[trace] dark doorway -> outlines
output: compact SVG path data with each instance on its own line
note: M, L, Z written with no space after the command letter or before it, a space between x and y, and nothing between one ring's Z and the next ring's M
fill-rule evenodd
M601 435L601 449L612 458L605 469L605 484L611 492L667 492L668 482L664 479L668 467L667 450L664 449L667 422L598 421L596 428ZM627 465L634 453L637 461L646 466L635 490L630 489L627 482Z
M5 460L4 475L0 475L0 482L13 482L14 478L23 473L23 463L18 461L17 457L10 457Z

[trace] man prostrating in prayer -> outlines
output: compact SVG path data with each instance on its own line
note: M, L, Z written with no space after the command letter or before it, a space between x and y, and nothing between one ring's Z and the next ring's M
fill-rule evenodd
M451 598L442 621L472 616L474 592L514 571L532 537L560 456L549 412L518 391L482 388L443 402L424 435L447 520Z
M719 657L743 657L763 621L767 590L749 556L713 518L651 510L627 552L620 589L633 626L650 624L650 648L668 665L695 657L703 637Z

▶ _Exercise aim_
When you restate the listing, keep each line identical to the original.

▶ _Answer_
[trace] dark doorway -> outlines
output: compact SVG path data with each instance on its own line
note: M, L, Z written with no space after the command letter or before it, a space between x and y, and nothing between one ring's Z and the next ring's M
fill-rule evenodd
M601 435L601 449L612 458L605 469L605 484L611 492L667 492L668 482L664 479L668 467L667 450L664 449L667 422L598 421L596 428ZM627 465L634 453L637 461L646 466L635 490L630 489L627 482Z
M5 460L4 475L0 475L0 482L13 482L14 478L23 473L23 463L18 461L17 457L10 457Z

[trace] man prostrating in prayer -> outlines
output: compact SVG path data with each instance on its own line
note: M, L, Z written with no space after the command letter or before it, a space between x and y, and nothing between one ring's Z and the next ring's M
fill-rule evenodd
M451 598L442 621L472 616L474 592L514 571L532 537L560 456L549 412L518 391L482 388L443 402L424 435L447 520Z
M719 657L743 657L763 621L767 590L749 556L713 518L651 510L627 552L620 589L633 626L650 624L650 648L668 665L695 657L703 637Z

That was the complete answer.